## REQUIRED TASK
Convert all of the data below into a two-column CSV with the header input,output. Each row should hold one text in input and its answer in output, each in a single double-quoted field with line breaks replaced by spaces.

┄┄┄┄┄┄┄┄┄┄

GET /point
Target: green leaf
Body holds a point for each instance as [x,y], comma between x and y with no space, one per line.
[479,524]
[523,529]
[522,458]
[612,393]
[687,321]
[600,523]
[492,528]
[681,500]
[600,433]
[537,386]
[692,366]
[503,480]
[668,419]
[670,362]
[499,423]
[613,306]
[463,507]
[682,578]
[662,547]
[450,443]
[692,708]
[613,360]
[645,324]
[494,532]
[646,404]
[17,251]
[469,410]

┄┄┄┄┄┄┄┄┄┄

## RESPONSE TO THE TASK
input,output
"GET /point Target: green leaf Body holds a point for each instance as [x,y], comma between x and y with no space, one per line.","[479,524] [523,529] [522,458] [612,393] [687,321] [600,523] [492,528] [681,500] [600,433] [537,386] [692,366] [503,480] [668,419] [670,362] [499,423] [613,306] [463,507] [682,578] [662,547] [450,443] [692,708] [613,360] [645,324] [494,532] [646,404] [17,251] [469,410]"